## [EXERCISE GOAL]
Using the passage on the Beecroft preparatory school, decide whether each statement agrees with it. For each, answer yes or no and quote the deciding words. (a) The school opened with 13 female pupils. (b) Council approved the purchase of "Romana House" on Beecroft Road. (c) An assistant teacher was appointed as enrolments grew.

Council gave the committee power to open a preparatory school in the Beecroft Church Hall, to appoint a teacher-in-charge and to make any other arrangements necessary. By the April 1922 council meeting, it was reported that the school had been opened at Beecroft with 13 female pupils, and with Eleanor Linck in charge. This school was named the Presbyterian Ladies' College, Beecroft and was to serve as an all-girls, primary feeder school for the Presbyterian Ladies' College, Croydon.

Over the next few years, enrolments grew and an assistant teacher was appointed. However, PLC Beecroft was not a financial success and Council enthusiasm began to wane. Linck tried her best to expand the school, suggesting that "Romana House" on Beecroft Road be purchased to allow for further enrolments, and that the house next door to the Church Hall be purchased so that boarders could be accommodated. Despite the school's strong number of enrolment applications, these requests were all declined.

## [DATA EXCERPT]
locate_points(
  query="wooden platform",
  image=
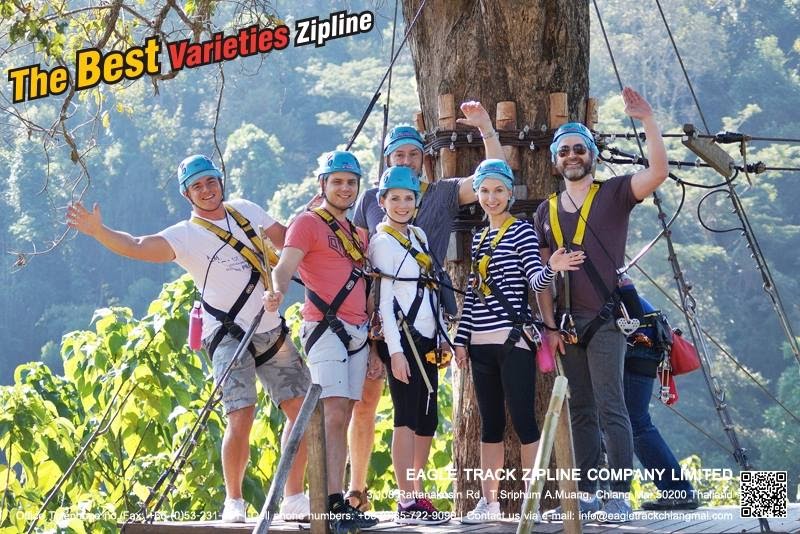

## [EXERCISE RESULT]
(a) Yes: "the school had been opened at Beecroft with 13 female pupils"
(b) No: "these requests were all declined"
(c) Yes: "enrolments grew and an assistant teacher was appointed"